begin INFORMATION GIVEN

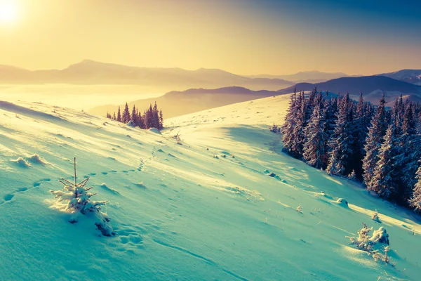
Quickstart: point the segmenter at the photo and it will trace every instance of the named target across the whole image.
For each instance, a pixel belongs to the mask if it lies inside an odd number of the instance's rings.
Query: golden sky
[[[398,29],[410,22],[387,30],[365,21],[369,11],[329,18],[288,0],[0,0],[0,9],[6,2],[15,15],[0,20],[0,64],[31,70],[83,59],[241,74],[421,68],[421,40]]]

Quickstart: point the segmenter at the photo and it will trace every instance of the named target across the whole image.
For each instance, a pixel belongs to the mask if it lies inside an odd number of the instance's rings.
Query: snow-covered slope
[[[168,119],[162,134],[0,102],[0,279],[419,278],[421,226],[410,212],[281,152],[267,126],[282,122],[288,99]],[[97,200],[109,201],[102,210],[116,236],[49,207],[48,190],[71,178],[74,157],[80,179],[91,177]],[[396,268],[349,245],[361,222],[386,228]]]

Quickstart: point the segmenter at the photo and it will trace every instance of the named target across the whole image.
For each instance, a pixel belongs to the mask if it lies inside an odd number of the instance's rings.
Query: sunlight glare
[[[0,23],[11,23],[16,18],[16,8],[13,1],[0,0]]]

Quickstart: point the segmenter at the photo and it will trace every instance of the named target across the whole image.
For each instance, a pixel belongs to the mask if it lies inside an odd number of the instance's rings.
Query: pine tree
[[[351,172],[349,162],[352,155],[352,110],[349,110],[351,103],[349,96],[347,94],[341,99],[336,127],[329,141],[331,152],[326,172],[329,174],[347,175]]]
[[[305,143],[305,136],[304,134],[304,128],[307,126],[308,119],[307,119],[308,100],[305,99],[304,92],[301,92],[298,103],[296,104],[295,126],[293,129],[292,147],[290,148],[291,155],[296,158],[300,158],[302,156],[304,143]]]
[[[380,105],[375,110],[375,114],[371,119],[368,134],[366,139],[366,145],[364,146],[366,156],[363,159],[363,179],[364,183],[368,190],[371,188],[371,180],[375,164],[377,162],[379,149],[383,142],[383,136],[386,133],[387,123],[385,111],[385,95],[383,95],[380,99]]]
[[[421,211],[421,166],[417,171],[416,178],[418,180],[415,184],[412,197],[408,202],[411,207],[414,208],[415,211]]]
[[[366,123],[366,107],[363,100],[363,93],[354,107],[355,112],[352,120],[352,151],[354,152],[352,159],[351,166],[355,171],[356,176],[361,178],[363,174],[363,158],[364,156],[364,144],[367,137],[368,127]]]
[[[283,150],[289,154],[292,152],[291,149],[293,143],[293,131],[296,126],[295,116],[298,110],[297,98],[297,93],[294,91],[294,93],[291,95],[289,108],[285,116],[285,122],[281,128],[282,141],[283,143]]]
[[[146,126],[145,126],[145,115],[142,115],[142,112],[139,112],[138,122],[139,126],[140,127],[140,129],[146,128]]]
[[[117,112],[117,121],[121,122],[121,114],[120,113],[120,107],[119,107],[119,112]]]
[[[327,162],[326,147],[328,134],[326,132],[326,111],[323,108],[321,96],[314,98],[314,109],[308,126],[304,129],[306,142],[302,155],[306,162],[320,169]]]
[[[130,112],[128,111],[128,105],[126,103],[124,107],[124,111],[123,111],[123,116],[121,117],[121,122],[124,124],[128,123],[130,121]]]
[[[162,115],[162,110],[159,110],[159,129],[163,129],[163,115]]]
[[[327,94],[326,94],[327,96]],[[338,120],[338,103],[337,98],[333,97],[330,99],[326,99],[324,101],[324,107],[326,112],[326,132],[328,134],[328,138],[331,138],[332,135],[335,131],[335,126],[336,120]],[[328,152],[330,152],[330,148],[328,147]]]
[[[374,169],[370,188],[380,197],[387,199],[394,197],[398,189],[394,179],[396,174],[393,155],[394,131],[394,125],[390,124],[386,131],[385,141],[379,150],[379,160]]]
[[[418,159],[421,157],[418,149],[420,138],[416,133],[412,103],[407,104],[404,109],[401,132],[396,156],[396,166],[399,171],[397,200],[405,204],[412,196],[413,186],[417,183],[415,174],[418,169]]]
[[[156,105],[156,102],[155,102],[155,105],[154,105],[154,109],[152,110],[152,119],[153,119],[153,127],[159,129],[159,112],[158,111],[158,105]]]
[[[131,122],[133,123],[134,126],[138,126],[138,115],[136,114],[136,107],[135,105],[133,105],[133,109],[132,110],[132,115],[131,115]]]

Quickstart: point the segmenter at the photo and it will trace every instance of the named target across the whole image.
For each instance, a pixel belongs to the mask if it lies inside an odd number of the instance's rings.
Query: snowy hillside
[[[419,280],[421,226],[410,211],[281,152],[267,126],[288,102],[175,117],[162,134],[0,102],[0,279]],[[115,237],[50,207],[74,157],[79,181],[90,177],[96,199],[109,201]],[[382,223],[370,219],[376,209]],[[396,267],[349,245],[363,222],[387,230]]]

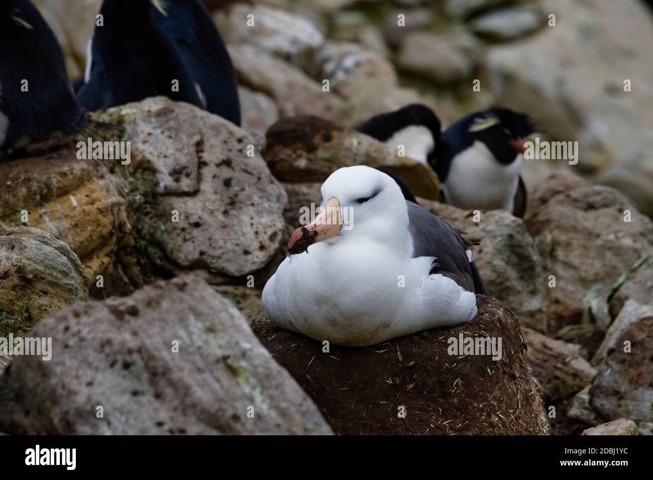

end INFORMATION GIVEN

TO DO | Reproduce every line of the listing above verbatim, omitting the pictures.

THE RESPONSE |
Quickstart: point the segmenter at the photo and it will trace every instance of the named target across the whole image.
For each instance, a pixel belongs to the mask if it lies inside an odd number of the instance's rings.
Query: golden sky
[[[398,29],[410,22],[387,30],[365,21],[369,11],[329,18],[288,0],[0,0],[0,9],[6,2],[15,15],[0,20],[0,64],[31,70],[83,59],[241,74],[421,68],[421,40]]]

Quickstart: point the segmenter at the photo and it will trace every instance of the named target across the whole image.
For each instance, a pixel belongs to the mask if it lies inside an odd number of the instance's rings.
Query: snow-covered slope
[[[168,119],[162,134],[0,102],[0,279],[419,278],[421,226],[410,212],[281,152],[267,126],[282,122],[288,99]],[[97,200],[109,201],[102,210],[116,236],[49,207],[48,190],[71,178],[74,157],[80,179],[91,177]],[[396,268],[349,245],[361,222],[386,228]]]

Quickstart: point the segmenter at the photo and it will trace every instance of the named target across the whole image.
For each instance, a pixel belongs to the mask if it lies inside an odd number of the instance's rings.
Query: sunlight glare
[[[0,23],[11,23],[16,18],[16,8],[13,1],[0,0]]]

Quickstart: point the segmenter at the photo and it will trace every instance of the named target across the whole image.
For each instance, a pixel belongs to the mask if it lies inside an odd number of the instance's rings.
Query: pine tree
[[[351,172],[349,162],[352,155],[352,110],[349,110],[351,103],[349,96],[347,94],[341,99],[336,127],[329,141],[331,152],[326,172],[329,174],[347,175]]]
[[[305,143],[305,136],[304,134],[304,128],[307,126],[308,119],[307,119],[308,100],[305,99],[304,92],[301,92],[298,103],[296,104],[295,126],[293,129],[292,147],[290,148],[291,155],[296,158],[300,158],[302,156],[304,143]]]
[[[380,105],[375,110],[375,114],[371,119],[368,134],[366,139],[366,145],[364,146],[366,156],[363,159],[363,179],[364,183],[368,190],[371,188],[371,180],[375,164],[377,162],[379,149],[383,142],[383,136],[386,133],[387,123],[385,111],[385,95],[383,95],[380,99]]]
[[[421,211],[421,166],[417,171],[416,178],[418,180],[415,184],[412,197],[408,202],[411,207],[414,208],[415,211]]]
[[[366,123],[366,107],[363,100],[363,93],[354,107],[355,112],[352,120],[352,151],[354,152],[352,159],[351,166],[355,171],[356,176],[361,178],[363,174],[363,158],[364,156],[364,144],[367,137],[368,127]]]
[[[283,150],[289,154],[292,152],[291,149],[293,143],[293,131],[296,126],[295,116],[298,110],[297,98],[297,93],[294,91],[294,93],[291,95],[289,108],[285,116],[285,122],[281,128],[282,141],[283,143]]]
[[[146,126],[145,126],[145,115],[142,115],[142,112],[139,112],[138,122],[139,126],[140,127],[140,129],[146,128]]]
[[[117,112],[117,121],[121,122],[121,114],[120,113],[120,107],[119,107],[119,112]]]
[[[327,162],[326,147],[328,134],[326,132],[326,111],[323,108],[321,96],[314,98],[314,109],[308,126],[304,129],[306,142],[302,155],[306,162],[320,169]]]
[[[130,112],[128,111],[128,105],[126,103],[124,107],[124,111],[123,111],[123,116],[121,117],[121,122],[124,124],[128,123],[130,121]]]
[[[162,115],[162,110],[159,110],[159,129],[163,129],[163,115]]]
[[[327,94],[326,94],[327,96]],[[338,120],[338,103],[337,98],[333,97],[330,99],[326,99],[324,101],[324,107],[326,112],[326,132],[328,134],[328,138],[331,138],[332,135],[335,131],[335,126],[336,120]],[[328,152],[330,152],[330,148],[328,147]]]
[[[374,169],[370,188],[380,197],[387,199],[394,197],[398,189],[394,179],[396,174],[393,155],[394,131],[394,125],[390,124],[386,131],[385,141],[379,150],[379,160]]]
[[[418,159],[421,157],[418,149],[420,138],[416,133],[412,103],[407,104],[404,109],[401,132],[396,156],[396,166],[399,171],[397,200],[405,204],[412,196],[413,186],[417,183],[415,174],[418,169]]]
[[[156,105],[156,102],[155,102],[155,105],[154,105],[154,109],[152,110],[152,119],[153,119],[153,127],[159,129],[159,112],[158,111],[158,105]]]
[[[131,122],[133,123],[134,126],[138,126],[138,115],[136,114],[136,107],[135,105],[133,105],[133,109],[132,110],[132,115],[131,115]]]

Quickstart: point the segmenter at the photo and it will trace every instance of the named target across the whole image.
For each instance, a pixel belongs to the mask if it lies inside an odd number of the instance's rings.
Query: snowy hillside
[[[419,280],[421,226],[410,211],[281,152],[267,126],[288,102],[175,117],[162,134],[0,102],[0,279]],[[115,237],[50,207],[74,157],[79,181],[90,177],[96,199],[109,201]],[[382,223],[370,219],[376,209]],[[396,267],[349,245],[363,222],[387,230]]]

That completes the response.